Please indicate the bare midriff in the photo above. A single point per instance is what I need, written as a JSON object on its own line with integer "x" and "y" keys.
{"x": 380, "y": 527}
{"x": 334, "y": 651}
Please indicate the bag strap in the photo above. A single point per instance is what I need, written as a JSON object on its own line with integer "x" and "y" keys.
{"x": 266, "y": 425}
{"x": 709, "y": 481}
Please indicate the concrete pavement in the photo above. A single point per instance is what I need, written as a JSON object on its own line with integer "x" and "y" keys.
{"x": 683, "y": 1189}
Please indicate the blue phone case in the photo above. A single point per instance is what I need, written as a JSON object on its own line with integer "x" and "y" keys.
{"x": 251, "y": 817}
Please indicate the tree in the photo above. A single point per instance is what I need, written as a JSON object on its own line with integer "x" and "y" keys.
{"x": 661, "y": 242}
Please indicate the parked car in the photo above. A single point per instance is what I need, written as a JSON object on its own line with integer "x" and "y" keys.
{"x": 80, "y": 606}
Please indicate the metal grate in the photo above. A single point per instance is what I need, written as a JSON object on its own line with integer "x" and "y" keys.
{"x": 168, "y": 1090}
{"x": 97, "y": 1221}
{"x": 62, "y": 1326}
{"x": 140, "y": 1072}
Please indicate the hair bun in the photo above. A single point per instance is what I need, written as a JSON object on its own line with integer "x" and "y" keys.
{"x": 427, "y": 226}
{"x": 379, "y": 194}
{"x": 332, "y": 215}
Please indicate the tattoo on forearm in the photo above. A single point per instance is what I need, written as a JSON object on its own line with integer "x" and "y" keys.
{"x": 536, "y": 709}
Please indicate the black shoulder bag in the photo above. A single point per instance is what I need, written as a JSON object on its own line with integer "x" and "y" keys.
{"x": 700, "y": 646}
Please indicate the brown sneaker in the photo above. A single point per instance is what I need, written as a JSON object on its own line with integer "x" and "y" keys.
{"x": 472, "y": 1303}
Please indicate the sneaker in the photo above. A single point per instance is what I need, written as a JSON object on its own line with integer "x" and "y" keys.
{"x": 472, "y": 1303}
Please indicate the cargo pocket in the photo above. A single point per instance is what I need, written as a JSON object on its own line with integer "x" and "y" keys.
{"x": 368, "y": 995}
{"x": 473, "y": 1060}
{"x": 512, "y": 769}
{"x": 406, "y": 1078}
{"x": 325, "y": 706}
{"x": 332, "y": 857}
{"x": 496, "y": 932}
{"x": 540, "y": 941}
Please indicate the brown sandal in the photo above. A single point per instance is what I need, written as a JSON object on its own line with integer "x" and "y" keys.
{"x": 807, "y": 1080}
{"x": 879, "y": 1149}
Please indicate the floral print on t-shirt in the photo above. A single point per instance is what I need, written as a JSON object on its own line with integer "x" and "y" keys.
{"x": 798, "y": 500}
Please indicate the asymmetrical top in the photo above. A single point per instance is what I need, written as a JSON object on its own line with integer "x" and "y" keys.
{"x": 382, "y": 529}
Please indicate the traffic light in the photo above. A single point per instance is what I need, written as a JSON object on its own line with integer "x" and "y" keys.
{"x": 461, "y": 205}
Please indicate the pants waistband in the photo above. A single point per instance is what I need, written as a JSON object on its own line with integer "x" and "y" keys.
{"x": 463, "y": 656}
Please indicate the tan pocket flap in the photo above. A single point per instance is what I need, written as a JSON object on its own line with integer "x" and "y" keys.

## Instructions to follow
Rewrite everything from the line containing "Please indicate the cargo" down to the last line. Keep every line, but add 5 to each x and y coordinate value in the answers.

## Final result
Please indicate the cargo pocket in the photo above. A single point per instance is what I need, written as a JSON object on its own line with integer "x" and "y" keys.
{"x": 373, "y": 1000}
{"x": 478, "y": 1065}
{"x": 517, "y": 774}
{"x": 411, "y": 1083}
{"x": 330, "y": 711}
{"x": 337, "y": 862}
{"x": 501, "y": 937}
{"x": 545, "y": 946}
Please indicate the brown sandal in the photo above. A single point per instance is what I need, written as a JSON object on its own line with integer "x" and "y" keys.
{"x": 812, "y": 1085}
{"x": 884, "y": 1154}
Please indicate the floral print on t-shirt in the photo above. A single point per instance is what I need, written as a JSON object on its own line with integer "x" and "y" keys.
{"x": 803, "y": 505}
Please indicate the asymmetrical top in the photo above. A single point per instance is what I need, written as a JSON object on its own line with integer "x" and "y" keys.
{"x": 387, "y": 534}
Please indicate the traffic light in the photo above. A single point per instance is what I need, written as a JSON object on its own line with integer "x" and "y" keys.
{"x": 466, "y": 210}
Please indicate the pants waistband in the photo above. A single point per instance is what I need, written as a JSON object on its own line with integer "x" and "y" keys.
{"x": 468, "y": 661}
Please indicate the tan pocket flap in the photo above. A single point per instance is what I need, written as a JSON object on its own line with integer "x" and "y" keys.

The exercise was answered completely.